Written exercise:
Pick out each line of the listing below that contains the word "rusty", and copy those lines.
━━ Entries ━━
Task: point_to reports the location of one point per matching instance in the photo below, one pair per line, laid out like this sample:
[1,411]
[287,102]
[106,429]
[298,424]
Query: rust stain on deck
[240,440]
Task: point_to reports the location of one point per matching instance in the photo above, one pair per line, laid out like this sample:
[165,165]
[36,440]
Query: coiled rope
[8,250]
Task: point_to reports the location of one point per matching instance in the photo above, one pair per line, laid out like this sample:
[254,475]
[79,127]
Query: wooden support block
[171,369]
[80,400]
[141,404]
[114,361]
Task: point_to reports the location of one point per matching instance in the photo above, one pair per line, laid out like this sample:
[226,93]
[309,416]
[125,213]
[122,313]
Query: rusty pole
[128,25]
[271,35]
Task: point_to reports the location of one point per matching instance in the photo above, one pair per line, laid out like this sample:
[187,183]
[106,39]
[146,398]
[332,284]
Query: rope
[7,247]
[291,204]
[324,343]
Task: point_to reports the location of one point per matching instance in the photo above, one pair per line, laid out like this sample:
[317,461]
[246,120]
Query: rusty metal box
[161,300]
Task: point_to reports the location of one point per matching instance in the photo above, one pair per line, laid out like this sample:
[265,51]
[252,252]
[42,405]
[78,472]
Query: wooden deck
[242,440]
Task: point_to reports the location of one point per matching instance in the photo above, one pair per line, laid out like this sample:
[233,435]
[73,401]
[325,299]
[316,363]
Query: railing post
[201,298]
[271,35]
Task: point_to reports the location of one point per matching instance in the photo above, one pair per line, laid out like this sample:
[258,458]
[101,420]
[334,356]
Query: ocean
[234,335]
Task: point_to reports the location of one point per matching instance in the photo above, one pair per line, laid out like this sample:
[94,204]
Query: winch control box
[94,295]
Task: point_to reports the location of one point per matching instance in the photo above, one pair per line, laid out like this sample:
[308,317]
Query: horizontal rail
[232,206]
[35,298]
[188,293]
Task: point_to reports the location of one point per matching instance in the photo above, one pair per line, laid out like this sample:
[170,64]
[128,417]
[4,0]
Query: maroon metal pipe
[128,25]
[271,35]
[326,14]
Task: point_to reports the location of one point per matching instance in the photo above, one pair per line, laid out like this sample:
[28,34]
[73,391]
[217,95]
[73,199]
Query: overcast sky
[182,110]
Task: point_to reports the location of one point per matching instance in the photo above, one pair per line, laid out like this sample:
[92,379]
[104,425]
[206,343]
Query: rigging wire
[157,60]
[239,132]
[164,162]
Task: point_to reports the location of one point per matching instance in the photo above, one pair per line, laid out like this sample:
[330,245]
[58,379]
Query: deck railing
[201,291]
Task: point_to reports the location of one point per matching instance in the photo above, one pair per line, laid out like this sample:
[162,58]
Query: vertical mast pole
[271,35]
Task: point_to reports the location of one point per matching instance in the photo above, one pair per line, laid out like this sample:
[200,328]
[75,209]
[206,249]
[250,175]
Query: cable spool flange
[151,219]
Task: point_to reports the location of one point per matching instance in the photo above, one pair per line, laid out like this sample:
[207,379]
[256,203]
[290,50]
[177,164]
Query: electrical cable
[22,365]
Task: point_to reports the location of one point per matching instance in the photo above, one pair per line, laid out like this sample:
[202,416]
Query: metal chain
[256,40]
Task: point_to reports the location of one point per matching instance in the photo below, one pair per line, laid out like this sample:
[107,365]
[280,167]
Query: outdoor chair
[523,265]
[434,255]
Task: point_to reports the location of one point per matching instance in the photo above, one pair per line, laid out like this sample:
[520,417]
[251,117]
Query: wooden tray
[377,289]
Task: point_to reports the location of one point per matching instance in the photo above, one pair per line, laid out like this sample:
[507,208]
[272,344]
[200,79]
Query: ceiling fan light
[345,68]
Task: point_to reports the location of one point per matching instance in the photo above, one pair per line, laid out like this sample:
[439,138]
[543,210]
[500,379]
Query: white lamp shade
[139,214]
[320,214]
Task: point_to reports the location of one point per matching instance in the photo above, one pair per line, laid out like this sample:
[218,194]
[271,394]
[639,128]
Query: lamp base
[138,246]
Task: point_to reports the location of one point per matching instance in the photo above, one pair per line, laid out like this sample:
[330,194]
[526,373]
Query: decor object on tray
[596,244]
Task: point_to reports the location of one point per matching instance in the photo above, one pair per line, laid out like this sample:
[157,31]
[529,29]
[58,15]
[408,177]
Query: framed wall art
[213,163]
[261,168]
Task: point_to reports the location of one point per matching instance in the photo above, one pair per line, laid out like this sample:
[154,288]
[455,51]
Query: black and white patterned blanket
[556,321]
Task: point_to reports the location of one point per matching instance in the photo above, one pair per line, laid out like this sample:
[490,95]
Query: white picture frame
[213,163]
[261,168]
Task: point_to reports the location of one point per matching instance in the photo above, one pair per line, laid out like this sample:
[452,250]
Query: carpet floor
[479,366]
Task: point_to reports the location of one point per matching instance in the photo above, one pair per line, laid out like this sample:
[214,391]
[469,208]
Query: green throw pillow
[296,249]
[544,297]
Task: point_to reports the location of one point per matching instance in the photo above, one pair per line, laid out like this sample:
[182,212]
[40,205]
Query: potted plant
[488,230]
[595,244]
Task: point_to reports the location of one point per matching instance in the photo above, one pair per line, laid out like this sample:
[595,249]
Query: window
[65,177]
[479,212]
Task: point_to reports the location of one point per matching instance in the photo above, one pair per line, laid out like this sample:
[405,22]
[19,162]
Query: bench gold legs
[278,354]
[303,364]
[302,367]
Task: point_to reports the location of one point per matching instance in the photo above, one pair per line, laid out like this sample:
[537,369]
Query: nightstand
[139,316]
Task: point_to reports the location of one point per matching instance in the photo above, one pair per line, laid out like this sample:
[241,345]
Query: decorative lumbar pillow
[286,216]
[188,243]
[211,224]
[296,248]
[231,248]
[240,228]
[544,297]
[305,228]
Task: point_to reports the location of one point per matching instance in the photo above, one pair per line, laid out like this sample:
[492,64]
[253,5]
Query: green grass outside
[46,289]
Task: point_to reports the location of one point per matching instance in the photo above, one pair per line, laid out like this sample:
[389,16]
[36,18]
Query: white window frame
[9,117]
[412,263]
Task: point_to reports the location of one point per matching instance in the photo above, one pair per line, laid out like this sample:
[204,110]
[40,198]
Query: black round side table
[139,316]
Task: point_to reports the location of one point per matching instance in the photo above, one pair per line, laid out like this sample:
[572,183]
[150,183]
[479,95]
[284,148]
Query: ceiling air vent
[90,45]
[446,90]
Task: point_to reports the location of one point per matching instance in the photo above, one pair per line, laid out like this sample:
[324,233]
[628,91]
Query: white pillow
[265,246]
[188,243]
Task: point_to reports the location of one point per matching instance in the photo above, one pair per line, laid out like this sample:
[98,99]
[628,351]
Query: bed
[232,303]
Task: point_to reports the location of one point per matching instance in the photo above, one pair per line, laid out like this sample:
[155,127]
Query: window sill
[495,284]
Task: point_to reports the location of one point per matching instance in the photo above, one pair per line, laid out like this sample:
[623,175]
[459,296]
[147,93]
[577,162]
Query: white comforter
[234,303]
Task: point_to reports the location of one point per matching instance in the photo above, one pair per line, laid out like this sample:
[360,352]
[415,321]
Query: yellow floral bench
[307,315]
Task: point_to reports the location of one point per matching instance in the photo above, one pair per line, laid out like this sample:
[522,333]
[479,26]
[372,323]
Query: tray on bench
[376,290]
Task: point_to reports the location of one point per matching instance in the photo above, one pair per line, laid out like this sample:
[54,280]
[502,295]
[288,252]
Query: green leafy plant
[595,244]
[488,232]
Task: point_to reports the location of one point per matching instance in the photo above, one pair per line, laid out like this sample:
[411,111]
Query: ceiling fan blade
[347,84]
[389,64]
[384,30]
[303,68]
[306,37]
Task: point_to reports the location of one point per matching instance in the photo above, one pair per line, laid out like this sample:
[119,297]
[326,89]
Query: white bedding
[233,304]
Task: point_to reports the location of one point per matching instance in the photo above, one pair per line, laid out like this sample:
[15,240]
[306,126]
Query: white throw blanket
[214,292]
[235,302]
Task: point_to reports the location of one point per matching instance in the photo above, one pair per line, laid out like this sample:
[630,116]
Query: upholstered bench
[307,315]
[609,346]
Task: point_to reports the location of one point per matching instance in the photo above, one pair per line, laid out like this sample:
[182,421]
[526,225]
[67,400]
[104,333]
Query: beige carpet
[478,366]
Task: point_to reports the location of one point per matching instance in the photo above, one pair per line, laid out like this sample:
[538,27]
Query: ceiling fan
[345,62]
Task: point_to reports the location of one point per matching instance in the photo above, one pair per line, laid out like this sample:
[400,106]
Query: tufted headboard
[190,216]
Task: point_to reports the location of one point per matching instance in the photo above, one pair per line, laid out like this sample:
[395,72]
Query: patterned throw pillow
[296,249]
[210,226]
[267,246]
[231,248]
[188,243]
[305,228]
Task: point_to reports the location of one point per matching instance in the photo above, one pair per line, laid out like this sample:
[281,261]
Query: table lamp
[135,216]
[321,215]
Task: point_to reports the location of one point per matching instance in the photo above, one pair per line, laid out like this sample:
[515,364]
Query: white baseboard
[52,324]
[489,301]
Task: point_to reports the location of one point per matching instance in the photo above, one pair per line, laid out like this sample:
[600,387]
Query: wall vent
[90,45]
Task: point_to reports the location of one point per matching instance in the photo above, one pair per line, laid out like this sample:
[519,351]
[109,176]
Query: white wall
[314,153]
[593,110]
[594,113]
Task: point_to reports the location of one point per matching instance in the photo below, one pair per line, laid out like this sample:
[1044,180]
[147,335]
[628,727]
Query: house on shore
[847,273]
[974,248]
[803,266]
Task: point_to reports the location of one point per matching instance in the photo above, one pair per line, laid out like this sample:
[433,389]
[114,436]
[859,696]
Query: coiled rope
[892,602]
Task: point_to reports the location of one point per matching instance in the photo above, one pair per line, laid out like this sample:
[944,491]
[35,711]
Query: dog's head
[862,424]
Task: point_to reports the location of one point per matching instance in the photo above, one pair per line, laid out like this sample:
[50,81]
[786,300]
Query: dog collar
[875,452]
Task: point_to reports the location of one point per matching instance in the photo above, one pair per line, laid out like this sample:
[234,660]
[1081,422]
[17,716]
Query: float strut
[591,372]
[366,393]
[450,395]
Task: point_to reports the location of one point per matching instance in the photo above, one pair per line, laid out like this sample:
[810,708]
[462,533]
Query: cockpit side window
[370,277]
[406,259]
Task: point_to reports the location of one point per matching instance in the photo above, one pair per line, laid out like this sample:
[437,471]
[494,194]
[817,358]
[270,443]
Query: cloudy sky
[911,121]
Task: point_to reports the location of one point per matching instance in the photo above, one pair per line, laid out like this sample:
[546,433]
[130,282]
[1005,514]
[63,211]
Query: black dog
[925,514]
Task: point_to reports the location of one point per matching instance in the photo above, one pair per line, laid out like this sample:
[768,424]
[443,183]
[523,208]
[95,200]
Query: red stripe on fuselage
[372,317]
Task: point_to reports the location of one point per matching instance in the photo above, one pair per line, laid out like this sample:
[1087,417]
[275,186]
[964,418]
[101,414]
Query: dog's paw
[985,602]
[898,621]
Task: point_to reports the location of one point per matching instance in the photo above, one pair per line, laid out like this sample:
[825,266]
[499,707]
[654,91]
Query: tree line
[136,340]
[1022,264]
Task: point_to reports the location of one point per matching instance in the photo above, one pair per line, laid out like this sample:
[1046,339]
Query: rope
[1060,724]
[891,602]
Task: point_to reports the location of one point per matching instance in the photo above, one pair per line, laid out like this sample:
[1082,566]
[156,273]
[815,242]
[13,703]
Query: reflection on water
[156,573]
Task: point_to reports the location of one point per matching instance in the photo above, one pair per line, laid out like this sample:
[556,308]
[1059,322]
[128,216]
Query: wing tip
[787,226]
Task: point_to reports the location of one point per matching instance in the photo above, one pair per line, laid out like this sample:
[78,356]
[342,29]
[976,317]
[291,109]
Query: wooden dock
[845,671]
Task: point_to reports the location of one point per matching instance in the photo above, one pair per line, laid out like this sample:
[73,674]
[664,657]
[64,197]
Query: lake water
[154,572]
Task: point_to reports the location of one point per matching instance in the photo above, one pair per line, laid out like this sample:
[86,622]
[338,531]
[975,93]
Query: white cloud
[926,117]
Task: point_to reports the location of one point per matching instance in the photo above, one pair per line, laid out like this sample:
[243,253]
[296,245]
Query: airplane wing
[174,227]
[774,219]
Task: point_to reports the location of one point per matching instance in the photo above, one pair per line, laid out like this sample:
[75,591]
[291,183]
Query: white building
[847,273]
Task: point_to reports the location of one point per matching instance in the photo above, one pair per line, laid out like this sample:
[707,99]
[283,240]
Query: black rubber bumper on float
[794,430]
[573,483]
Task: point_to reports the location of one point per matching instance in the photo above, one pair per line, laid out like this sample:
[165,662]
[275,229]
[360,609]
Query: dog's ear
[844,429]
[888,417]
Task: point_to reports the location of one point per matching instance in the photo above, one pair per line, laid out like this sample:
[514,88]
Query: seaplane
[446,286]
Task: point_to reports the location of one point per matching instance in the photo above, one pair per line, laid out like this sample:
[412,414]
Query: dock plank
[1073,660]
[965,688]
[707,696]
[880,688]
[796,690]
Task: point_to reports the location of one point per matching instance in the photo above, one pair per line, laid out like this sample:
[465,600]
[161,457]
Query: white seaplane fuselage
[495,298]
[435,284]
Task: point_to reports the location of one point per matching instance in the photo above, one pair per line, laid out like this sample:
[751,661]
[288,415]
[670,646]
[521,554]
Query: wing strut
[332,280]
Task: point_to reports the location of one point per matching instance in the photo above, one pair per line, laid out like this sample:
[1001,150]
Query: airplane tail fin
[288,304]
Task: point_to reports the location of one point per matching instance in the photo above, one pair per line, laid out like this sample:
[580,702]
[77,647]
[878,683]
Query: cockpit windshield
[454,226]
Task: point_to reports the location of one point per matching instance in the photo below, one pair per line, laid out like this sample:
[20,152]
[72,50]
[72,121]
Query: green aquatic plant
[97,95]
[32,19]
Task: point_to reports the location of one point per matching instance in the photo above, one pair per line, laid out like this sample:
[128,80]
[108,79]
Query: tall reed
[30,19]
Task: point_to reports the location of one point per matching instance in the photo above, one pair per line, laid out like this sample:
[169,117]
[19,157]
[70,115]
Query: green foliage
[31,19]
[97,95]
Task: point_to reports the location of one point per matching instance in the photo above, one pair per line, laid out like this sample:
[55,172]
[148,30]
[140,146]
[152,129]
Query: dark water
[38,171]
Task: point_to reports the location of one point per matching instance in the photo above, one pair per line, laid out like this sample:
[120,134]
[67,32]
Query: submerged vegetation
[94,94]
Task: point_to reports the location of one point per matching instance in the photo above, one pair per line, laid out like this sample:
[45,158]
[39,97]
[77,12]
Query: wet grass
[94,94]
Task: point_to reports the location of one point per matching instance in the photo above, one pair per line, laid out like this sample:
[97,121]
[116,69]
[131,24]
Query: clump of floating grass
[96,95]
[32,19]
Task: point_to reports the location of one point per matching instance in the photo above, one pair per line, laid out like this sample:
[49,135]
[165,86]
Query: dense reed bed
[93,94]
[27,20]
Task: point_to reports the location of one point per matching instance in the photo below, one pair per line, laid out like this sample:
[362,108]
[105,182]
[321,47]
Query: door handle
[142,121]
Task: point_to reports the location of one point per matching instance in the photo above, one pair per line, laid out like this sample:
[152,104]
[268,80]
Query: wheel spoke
━━━
The output:
Query: rusty pole
Query: rusty metal box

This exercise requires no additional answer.